[EXERCISE INPUT Boundary: Start]

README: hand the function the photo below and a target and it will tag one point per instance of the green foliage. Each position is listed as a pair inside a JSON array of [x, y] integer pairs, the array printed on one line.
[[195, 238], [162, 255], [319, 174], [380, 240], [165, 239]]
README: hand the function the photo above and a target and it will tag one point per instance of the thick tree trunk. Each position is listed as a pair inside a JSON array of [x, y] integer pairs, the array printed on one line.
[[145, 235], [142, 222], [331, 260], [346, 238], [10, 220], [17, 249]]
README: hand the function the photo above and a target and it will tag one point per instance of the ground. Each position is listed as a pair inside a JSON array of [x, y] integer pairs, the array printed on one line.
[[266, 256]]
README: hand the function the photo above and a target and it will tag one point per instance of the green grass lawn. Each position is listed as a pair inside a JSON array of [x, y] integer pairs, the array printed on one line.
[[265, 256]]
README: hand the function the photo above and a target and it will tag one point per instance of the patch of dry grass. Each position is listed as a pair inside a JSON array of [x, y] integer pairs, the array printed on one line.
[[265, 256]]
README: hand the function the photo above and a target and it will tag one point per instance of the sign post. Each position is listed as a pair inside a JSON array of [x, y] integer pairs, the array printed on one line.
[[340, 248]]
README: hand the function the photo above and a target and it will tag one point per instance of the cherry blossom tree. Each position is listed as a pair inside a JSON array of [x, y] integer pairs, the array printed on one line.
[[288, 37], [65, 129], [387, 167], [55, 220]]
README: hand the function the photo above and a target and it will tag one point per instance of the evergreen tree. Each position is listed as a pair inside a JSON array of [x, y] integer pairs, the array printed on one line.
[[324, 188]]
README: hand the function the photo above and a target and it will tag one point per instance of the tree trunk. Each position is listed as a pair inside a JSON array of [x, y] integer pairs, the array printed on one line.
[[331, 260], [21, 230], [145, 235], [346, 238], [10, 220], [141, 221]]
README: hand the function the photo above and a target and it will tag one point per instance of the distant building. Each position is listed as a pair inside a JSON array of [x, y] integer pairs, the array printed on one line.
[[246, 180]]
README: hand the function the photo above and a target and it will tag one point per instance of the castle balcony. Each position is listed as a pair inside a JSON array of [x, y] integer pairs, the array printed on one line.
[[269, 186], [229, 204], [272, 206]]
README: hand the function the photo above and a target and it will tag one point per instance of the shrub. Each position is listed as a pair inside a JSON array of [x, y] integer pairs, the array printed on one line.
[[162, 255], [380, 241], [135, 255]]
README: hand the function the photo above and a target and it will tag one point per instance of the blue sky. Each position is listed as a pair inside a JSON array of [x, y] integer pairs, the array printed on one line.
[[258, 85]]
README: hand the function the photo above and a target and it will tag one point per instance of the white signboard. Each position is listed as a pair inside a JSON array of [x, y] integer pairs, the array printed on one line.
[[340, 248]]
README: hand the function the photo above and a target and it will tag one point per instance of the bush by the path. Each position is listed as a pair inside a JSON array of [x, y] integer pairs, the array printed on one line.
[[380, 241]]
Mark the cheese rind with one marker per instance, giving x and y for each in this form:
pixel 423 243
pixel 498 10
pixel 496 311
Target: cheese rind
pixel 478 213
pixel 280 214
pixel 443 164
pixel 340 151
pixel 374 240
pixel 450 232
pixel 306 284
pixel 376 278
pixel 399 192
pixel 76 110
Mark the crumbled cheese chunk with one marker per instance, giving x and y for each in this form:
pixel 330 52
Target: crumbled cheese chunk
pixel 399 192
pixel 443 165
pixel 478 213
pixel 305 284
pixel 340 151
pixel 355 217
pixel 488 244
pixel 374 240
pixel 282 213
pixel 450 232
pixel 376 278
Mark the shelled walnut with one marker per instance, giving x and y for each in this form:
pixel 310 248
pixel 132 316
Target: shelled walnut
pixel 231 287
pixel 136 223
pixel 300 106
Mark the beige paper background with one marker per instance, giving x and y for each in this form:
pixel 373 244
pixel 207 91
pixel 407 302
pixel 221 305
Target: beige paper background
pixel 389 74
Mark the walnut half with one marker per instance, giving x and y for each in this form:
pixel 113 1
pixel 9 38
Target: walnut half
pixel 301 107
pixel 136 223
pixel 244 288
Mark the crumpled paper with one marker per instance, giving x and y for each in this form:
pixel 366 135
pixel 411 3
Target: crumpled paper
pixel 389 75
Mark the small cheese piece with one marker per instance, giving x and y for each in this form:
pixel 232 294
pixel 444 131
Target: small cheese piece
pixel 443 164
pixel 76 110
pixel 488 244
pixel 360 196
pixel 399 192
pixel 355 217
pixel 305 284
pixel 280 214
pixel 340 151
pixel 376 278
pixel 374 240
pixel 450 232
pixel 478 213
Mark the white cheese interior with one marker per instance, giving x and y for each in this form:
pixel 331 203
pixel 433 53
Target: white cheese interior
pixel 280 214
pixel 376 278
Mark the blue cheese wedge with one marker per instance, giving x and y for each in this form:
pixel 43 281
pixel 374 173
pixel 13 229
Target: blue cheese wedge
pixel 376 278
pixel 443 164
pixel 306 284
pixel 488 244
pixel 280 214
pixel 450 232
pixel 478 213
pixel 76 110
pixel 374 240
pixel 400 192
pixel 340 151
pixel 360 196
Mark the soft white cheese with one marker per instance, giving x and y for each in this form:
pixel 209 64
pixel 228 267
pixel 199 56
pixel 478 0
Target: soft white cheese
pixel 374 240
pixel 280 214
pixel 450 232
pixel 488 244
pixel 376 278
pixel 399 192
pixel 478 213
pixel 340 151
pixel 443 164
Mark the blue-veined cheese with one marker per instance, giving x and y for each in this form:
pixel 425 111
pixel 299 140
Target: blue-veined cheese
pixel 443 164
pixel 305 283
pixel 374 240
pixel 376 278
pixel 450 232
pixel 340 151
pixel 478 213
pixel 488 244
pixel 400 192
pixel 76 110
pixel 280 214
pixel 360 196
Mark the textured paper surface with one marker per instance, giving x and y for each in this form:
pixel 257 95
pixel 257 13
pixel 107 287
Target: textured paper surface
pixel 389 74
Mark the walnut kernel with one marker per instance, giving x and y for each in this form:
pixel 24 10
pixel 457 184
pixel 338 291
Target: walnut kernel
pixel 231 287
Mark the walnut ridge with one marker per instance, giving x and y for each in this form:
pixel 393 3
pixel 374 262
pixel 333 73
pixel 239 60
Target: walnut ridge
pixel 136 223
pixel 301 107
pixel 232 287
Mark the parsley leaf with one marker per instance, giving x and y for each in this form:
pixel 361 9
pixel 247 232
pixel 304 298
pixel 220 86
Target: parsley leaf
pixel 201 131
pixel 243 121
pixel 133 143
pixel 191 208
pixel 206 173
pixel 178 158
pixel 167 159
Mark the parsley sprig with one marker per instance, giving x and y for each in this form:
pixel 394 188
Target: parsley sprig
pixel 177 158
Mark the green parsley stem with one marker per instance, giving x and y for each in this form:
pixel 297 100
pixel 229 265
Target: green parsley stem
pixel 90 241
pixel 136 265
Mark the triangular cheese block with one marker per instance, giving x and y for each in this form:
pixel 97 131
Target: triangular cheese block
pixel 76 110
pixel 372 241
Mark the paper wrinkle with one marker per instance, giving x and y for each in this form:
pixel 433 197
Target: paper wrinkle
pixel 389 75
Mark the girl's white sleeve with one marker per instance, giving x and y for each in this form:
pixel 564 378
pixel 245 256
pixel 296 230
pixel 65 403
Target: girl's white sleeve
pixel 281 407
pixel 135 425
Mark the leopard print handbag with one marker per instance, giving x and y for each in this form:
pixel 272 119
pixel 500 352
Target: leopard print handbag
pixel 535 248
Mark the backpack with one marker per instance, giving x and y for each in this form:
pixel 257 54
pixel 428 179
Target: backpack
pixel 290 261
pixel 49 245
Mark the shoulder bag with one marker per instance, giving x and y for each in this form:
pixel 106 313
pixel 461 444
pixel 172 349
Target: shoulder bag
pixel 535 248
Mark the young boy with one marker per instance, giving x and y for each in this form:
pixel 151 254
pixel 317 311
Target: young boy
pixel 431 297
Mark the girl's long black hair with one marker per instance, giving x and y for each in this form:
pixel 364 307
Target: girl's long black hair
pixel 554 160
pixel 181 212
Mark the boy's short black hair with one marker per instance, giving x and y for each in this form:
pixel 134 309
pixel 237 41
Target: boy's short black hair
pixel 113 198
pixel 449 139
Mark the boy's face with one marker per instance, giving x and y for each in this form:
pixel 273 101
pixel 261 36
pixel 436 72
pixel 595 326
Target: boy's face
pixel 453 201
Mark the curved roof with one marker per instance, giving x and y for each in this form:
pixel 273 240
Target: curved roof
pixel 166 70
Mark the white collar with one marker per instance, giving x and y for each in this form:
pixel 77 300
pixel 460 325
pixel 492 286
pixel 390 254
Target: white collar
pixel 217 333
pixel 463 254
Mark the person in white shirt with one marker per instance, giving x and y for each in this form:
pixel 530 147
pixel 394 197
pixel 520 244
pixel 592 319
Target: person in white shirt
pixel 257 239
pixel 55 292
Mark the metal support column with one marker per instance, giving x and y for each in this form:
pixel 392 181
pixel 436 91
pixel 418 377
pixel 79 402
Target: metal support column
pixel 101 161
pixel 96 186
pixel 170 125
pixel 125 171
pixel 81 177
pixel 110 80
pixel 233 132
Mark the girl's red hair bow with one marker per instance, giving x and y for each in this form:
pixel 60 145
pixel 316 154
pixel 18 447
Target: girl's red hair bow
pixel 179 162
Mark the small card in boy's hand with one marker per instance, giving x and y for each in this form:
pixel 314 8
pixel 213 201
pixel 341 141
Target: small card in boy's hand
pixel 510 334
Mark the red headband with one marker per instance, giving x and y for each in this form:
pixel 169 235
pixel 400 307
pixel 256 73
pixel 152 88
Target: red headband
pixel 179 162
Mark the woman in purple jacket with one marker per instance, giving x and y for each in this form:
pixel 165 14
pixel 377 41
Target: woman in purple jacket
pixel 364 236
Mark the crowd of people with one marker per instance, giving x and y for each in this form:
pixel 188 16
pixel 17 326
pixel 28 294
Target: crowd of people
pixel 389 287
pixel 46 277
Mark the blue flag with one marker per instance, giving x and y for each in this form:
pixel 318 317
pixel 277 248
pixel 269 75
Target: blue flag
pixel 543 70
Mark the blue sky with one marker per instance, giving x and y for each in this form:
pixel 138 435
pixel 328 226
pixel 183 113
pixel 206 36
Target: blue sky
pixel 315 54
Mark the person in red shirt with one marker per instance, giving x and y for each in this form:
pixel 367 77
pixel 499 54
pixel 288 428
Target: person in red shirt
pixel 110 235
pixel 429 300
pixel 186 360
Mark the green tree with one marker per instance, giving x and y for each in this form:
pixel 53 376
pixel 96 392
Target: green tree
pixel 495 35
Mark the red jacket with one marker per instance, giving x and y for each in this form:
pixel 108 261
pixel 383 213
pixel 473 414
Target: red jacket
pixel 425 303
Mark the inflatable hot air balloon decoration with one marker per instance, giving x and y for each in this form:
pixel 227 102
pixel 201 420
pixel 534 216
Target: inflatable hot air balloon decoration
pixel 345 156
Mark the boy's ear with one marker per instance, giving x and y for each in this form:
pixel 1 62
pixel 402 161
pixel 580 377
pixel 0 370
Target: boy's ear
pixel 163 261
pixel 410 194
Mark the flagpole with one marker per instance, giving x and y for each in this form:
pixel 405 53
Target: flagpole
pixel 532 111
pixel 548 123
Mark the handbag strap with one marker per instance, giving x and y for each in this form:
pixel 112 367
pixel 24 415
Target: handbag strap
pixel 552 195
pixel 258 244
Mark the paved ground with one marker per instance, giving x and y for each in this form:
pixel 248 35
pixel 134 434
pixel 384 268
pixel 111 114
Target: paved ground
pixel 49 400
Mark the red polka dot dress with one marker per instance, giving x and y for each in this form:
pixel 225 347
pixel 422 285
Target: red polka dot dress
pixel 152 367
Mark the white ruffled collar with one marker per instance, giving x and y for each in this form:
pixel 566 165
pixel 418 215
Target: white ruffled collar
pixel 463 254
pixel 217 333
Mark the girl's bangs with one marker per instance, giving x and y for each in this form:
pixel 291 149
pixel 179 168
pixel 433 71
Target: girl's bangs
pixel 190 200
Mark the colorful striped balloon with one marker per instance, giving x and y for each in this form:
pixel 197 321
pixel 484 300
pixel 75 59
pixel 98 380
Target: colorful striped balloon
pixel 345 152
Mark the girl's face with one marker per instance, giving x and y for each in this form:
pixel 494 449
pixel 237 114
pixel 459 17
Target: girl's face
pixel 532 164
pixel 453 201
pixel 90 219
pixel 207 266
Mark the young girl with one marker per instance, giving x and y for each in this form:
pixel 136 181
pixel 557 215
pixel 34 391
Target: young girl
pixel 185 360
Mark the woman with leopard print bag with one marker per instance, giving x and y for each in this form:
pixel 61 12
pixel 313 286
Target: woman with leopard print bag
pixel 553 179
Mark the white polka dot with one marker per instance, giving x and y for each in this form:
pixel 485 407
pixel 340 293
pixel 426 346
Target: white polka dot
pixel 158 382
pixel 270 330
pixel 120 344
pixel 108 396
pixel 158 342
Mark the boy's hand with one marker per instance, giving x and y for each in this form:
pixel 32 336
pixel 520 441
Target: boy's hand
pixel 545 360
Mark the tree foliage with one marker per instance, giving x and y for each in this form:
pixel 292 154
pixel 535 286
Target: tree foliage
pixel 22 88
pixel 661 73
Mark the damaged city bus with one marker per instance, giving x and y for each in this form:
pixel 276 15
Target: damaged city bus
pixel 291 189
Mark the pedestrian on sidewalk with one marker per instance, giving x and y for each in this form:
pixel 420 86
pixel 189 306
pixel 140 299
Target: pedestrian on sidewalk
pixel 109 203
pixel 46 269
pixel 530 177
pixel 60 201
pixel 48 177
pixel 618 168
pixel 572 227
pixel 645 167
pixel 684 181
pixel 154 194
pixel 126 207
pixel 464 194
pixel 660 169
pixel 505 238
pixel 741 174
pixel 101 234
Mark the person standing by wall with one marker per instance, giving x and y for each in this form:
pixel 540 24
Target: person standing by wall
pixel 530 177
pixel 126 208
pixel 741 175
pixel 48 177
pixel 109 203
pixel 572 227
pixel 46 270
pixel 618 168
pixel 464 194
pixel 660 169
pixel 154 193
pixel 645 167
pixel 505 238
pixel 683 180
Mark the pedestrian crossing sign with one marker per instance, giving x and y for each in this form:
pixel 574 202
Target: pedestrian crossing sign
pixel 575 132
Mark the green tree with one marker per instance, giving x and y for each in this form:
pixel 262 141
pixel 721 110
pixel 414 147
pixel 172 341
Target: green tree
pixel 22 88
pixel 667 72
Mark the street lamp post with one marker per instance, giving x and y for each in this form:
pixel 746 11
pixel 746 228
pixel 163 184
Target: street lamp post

[EXERCISE INPUT Boundary: End]

• _YOUR INSTRUCTIONS_
Reproduce every line above containing "lamp".

• _RESPONSE_
Mark the street lamp post with one marker per instance, giving x and y for each in this form:
Target: street lamp post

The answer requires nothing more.